• [SELECTION]
Published: Fri, June 1, 2012 @ 12:10 a.m.

By Ed Runyan

runyan@vindy.com

YANKEE LAKE

Ohio now has the toughest gas-well regulations in the country, Gov. John Kasich said at a forum on the region’s emerging shale-gas industry Thursday.

The state also is working hard to prepare Ohioans to capture industry jobs, he said.

Another state official addressed the 4.0-magnitude earthquake that hit Youngstown on Dec. 31, trying to convince the 100 or more people attending the five-hour Yankee Lake Ballroom event that the quake was isolated and well handled — even if it was a possible side effect of the shale industry.

Three representatives from the biggest corporate players in the industry discussed extra steps they take to protect drinking water, to hire local workers and to force trucking subcontractors to abide by agreed-upon travel routes.

CARROLL COUNTY GROWTH

But perhaps the most easily understood messages came from Amy Rutledge, director of the Carroll County Chamber of Commerce, and Chris Jaskiewicz, vice president of local drilling-related company VEC Inc. of Girard, formerly Valley Electrical Consolidated.

Bounding-box records
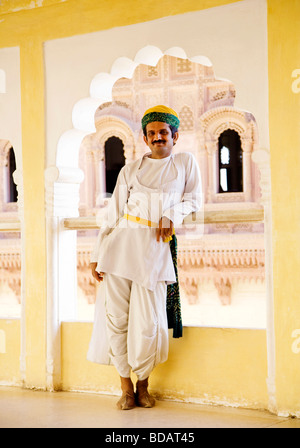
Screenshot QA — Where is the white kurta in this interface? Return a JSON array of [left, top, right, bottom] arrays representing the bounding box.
[[91, 153, 202, 291]]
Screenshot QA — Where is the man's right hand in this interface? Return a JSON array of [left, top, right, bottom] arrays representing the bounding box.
[[90, 263, 104, 282]]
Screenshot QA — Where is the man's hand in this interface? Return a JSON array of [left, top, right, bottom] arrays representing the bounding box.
[[90, 263, 104, 282], [156, 216, 174, 242]]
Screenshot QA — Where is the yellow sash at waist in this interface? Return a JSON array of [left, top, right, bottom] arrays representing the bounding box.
[[124, 213, 175, 243]]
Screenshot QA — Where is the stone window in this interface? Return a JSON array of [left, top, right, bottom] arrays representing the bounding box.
[[219, 129, 243, 193]]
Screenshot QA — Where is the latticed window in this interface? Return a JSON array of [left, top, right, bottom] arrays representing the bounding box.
[[219, 129, 243, 193], [179, 106, 194, 131], [7, 148, 18, 202], [105, 136, 125, 193], [177, 58, 192, 73]]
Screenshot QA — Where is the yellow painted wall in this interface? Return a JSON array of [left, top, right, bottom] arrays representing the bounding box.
[[0, 0, 300, 414], [0, 319, 21, 386], [268, 0, 300, 417], [62, 322, 268, 408]]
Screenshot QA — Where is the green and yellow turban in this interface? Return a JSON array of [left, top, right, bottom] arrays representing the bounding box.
[[142, 105, 180, 129]]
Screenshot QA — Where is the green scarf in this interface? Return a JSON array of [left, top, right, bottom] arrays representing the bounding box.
[[167, 235, 182, 338]]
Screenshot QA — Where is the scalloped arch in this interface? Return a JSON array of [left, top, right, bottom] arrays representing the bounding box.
[[56, 45, 212, 168]]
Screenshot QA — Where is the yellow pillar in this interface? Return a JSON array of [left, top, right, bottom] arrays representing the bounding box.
[[20, 38, 46, 388], [268, 0, 300, 416]]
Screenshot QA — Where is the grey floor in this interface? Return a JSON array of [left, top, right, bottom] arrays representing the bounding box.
[[0, 387, 300, 429]]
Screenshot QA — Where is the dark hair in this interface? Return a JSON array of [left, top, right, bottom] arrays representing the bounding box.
[[143, 124, 178, 138]]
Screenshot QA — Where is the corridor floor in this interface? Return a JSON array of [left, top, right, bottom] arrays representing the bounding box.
[[0, 387, 300, 430]]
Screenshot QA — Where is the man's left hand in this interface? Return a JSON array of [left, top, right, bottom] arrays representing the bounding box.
[[156, 216, 174, 242]]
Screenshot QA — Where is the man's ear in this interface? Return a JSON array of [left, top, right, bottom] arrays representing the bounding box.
[[143, 135, 149, 146], [173, 132, 179, 145]]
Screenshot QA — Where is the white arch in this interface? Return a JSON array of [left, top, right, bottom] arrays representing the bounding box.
[[56, 45, 212, 168]]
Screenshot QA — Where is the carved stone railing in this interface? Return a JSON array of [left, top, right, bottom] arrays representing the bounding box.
[[64, 207, 264, 230]]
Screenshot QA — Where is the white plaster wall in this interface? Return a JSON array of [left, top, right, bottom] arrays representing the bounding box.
[[0, 47, 22, 169], [45, 0, 269, 166]]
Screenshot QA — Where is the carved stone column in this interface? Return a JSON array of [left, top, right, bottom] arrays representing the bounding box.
[[252, 148, 277, 413], [45, 166, 84, 390]]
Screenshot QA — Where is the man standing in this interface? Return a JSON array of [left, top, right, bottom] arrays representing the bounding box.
[[90, 106, 201, 410]]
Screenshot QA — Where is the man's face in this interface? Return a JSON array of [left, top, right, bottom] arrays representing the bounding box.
[[144, 121, 178, 159]]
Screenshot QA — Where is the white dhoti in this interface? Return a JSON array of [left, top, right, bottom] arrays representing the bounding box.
[[88, 273, 169, 381]]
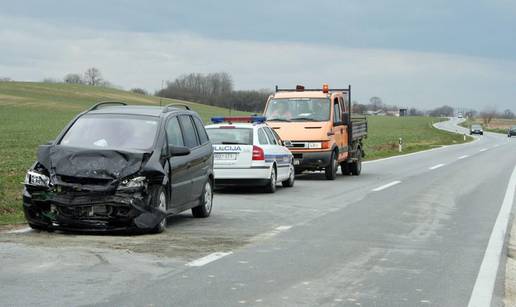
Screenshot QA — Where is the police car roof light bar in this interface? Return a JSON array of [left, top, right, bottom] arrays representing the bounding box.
[[211, 116, 267, 124]]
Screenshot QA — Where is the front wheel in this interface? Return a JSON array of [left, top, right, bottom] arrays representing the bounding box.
[[192, 179, 213, 218], [265, 166, 277, 193], [324, 151, 339, 180], [150, 186, 167, 233], [281, 164, 296, 188]]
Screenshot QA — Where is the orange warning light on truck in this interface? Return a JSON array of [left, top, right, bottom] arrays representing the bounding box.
[[264, 84, 367, 180]]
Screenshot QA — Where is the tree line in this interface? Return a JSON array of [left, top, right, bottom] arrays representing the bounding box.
[[156, 72, 271, 112]]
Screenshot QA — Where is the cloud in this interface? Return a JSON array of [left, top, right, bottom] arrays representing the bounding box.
[[0, 16, 516, 109]]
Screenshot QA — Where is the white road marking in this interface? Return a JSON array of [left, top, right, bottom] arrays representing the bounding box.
[[276, 226, 292, 231], [428, 163, 445, 170], [468, 166, 516, 307], [186, 252, 233, 267], [373, 180, 401, 192], [7, 227, 32, 233]]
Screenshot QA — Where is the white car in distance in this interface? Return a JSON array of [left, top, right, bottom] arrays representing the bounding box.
[[206, 116, 295, 193]]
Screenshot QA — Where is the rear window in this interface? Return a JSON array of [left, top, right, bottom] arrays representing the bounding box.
[[206, 128, 253, 145]]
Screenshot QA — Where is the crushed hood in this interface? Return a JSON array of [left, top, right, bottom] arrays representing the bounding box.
[[38, 145, 145, 180]]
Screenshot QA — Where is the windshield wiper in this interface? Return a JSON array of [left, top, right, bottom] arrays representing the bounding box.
[[290, 117, 319, 122], [222, 142, 248, 145], [267, 118, 290, 122]]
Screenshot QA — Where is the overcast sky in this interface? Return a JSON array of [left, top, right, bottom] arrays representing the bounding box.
[[0, 0, 516, 111]]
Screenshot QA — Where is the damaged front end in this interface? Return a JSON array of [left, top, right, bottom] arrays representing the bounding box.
[[23, 145, 166, 232]]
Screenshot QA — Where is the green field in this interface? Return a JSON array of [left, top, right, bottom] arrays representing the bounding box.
[[0, 82, 468, 224], [365, 116, 471, 160]]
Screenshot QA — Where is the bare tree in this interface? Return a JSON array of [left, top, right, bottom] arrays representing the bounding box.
[[84, 67, 102, 86], [63, 74, 83, 84], [480, 107, 498, 126]]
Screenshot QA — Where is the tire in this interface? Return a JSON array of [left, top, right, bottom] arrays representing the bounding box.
[[192, 179, 213, 218], [150, 185, 167, 233], [324, 151, 339, 180], [340, 161, 351, 176], [349, 148, 362, 176], [265, 166, 277, 193], [281, 163, 296, 188]]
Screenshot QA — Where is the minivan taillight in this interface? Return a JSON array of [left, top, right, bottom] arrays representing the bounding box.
[[253, 145, 265, 160]]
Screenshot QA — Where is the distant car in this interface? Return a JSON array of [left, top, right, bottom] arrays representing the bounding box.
[[23, 102, 213, 232], [469, 124, 484, 135], [206, 116, 295, 193], [507, 125, 516, 137]]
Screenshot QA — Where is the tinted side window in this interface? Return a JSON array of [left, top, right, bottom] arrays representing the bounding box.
[[167, 117, 185, 146], [193, 117, 209, 144], [263, 128, 278, 145], [179, 115, 199, 148], [258, 128, 269, 145]]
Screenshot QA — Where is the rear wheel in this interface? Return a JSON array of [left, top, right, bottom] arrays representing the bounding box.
[[281, 164, 296, 188], [265, 166, 277, 193], [324, 151, 339, 180], [349, 148, 362, 176], [192, 179, 213, 218], [150, 186, 167, 233], [340, 161, 351, 176]]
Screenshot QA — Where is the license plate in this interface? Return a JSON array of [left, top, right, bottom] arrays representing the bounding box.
[[214, 153, 237, 160]]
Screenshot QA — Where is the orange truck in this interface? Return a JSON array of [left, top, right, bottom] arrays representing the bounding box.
[[264, 84, 367, 180]]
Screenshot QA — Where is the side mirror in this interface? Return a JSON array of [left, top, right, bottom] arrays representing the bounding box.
[[168, 145, 190, 157], [342, 112, 351, 126]]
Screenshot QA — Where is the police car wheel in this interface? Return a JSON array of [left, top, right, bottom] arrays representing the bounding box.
[[281, 164, 296, 188], [265, 167, 276, 193]]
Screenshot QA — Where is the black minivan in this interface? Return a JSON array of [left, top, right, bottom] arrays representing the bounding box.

• [YOUR TASK]
Condense the paragraph of the shale-gas forum report that begins "Three representatives from the biggest corporate players" into a bulleted list, keeping its main facts.

• [FULL ANSWER]
- Speakers: three representatives of the industry's biggest corporate players
- Topic: extra steps their companies take to:
  - protect drinking water
  - hire local workers
  - make trucking subcontractors follow agreed-upon travel routes